### TASK 1:
In the passage on motherhood, who does the writer say needs respect the most but rarely gets it in an unconditional way?

### READING PASSAGE:
(begin)
On the one hand, this avowal, that I am great, the best mother on the planet, could be read as simply more one-upmanship, a flipping of the damaging script I just ran through above, the one where I am the failure and all the other mothers out there are better than me. But, no, this is a call to action: a simple assertion that I am doing the absolute best that I can, and that I do not compare myself to others in this life. It’s a reminder of who I always was before I was a mother: a woman who didn’t worry what others did or wanted to do, but simply attended to her own business, happy enough to be here, happy enough with what had come her way. This is a really basic, but, I find, revolutionary revelation, a new mode of being in an old body: Here I am, the best that’s ever been.

Don’t compare yourself to me, other mother. Just understand that no one, I mean fucking no one, is better than you are. Because this revolutionary idea, it doesn’t just apply to me, but also to you, and to every mother out there. We are the best mothers on the planet, even when being mothers isn’t nearly all of what we are. It doesn’t even begin to describe us, and yet, for some reason, it is the mother who needs respect the most, and who rarely gets it in an unconditional way.
(end)
### DATASET EXTRACT:
(begin)
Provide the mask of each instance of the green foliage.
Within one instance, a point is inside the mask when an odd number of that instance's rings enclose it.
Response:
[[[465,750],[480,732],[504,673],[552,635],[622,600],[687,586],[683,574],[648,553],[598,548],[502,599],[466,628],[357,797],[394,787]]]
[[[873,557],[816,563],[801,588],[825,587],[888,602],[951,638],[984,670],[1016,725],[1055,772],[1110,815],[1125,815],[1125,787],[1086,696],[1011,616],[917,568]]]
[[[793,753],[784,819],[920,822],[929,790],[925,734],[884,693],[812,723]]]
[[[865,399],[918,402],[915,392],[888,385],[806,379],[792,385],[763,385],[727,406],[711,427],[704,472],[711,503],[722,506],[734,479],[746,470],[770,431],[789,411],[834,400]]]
(end)
(begin)
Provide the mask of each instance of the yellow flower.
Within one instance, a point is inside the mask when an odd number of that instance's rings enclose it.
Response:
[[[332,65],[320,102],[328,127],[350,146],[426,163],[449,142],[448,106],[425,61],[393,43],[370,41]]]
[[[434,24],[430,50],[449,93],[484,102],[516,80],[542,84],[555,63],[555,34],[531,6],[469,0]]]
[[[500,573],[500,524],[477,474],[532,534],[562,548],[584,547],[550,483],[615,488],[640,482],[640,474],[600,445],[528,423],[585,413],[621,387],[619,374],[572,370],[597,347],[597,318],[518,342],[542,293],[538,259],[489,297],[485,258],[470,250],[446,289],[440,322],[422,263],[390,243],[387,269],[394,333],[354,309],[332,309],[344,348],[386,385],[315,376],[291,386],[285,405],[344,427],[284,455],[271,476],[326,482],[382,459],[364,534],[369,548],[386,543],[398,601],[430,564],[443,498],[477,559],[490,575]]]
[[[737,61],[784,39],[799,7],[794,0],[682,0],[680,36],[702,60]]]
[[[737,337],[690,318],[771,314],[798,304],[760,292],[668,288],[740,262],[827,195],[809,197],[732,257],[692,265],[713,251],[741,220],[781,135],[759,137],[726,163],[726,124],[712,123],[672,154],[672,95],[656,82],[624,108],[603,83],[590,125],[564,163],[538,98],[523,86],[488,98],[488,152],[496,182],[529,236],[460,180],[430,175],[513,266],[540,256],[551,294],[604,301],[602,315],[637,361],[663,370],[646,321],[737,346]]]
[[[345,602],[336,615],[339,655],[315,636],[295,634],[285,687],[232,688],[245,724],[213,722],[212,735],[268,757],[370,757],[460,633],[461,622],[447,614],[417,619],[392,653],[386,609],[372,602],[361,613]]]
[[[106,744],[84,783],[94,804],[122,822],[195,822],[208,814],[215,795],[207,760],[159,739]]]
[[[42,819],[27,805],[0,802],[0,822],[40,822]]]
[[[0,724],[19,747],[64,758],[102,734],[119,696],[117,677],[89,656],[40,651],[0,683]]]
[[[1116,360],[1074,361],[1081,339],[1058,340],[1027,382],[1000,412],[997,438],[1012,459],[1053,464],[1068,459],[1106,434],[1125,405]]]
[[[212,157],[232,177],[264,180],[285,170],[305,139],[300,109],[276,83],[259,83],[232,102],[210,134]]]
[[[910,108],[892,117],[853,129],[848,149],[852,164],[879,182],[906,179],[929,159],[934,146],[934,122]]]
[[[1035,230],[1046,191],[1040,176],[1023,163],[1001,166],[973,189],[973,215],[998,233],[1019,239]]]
(end)
### TASK 2:
Express the rows above as a Markdown table with the columns No. and Text, starting at the row that contains "Provide the mask of each instance of the yellow" and ending at the row that contains "[[[737,61],[784,39],[799,7],[794,0],[682,0],[680,36],[702,60]]]". Include only those rows, number them in order, and leave out any blank lines.

### WORKED ANSWER 1:
The mother.

### WORKED ANSWER 2:
| No. | Text |
|---|---|
| 1 | Provide the mask of each instance of the yellow flower. |
| 2 | Within one instance, a point is inside the mask when an odd number of that instance's rings enclose it. |
| 3 | Response: |
| 4 | [[[332,65],[320,102],[328,127],[350,146],[426,163],[449,142],[448,106],[425,61],[393,43],[370,41]]] |
| 5 | [[[434,24],[430,50],[449,93],[484,102],[516,80],[542,84],[555,63],[555,34],[531,6],[469,0]]] |
| 6 | [[[500,573],[500,524],[477,474],[532,534],[562,548],[584,547],[550,483],[615,488],[640,482],[640,474],[600,445],[528,423],[585,413],[621,387],[619,374],[572,370],[597,347],[597,318],[518,342],[542,293],[538,259],[489,297],[485,258],[470,250],[446,289],[440,322],[422,263],[390,243],[387,269],[394,333],[354,309],[332,309],[344,348],[386,385],[315,376],[291,386],[285,405],[344,427],[284,455],[271,476],[326,482],[382,459],[364,534],[369,548],[386,543],[398,601],[430,564],[443,498],[477,559],[490,575]]] |
| 7 | [[[737,61],[784,39],[799,7],[794,0],[682,0],[680,36],[702,60]]] |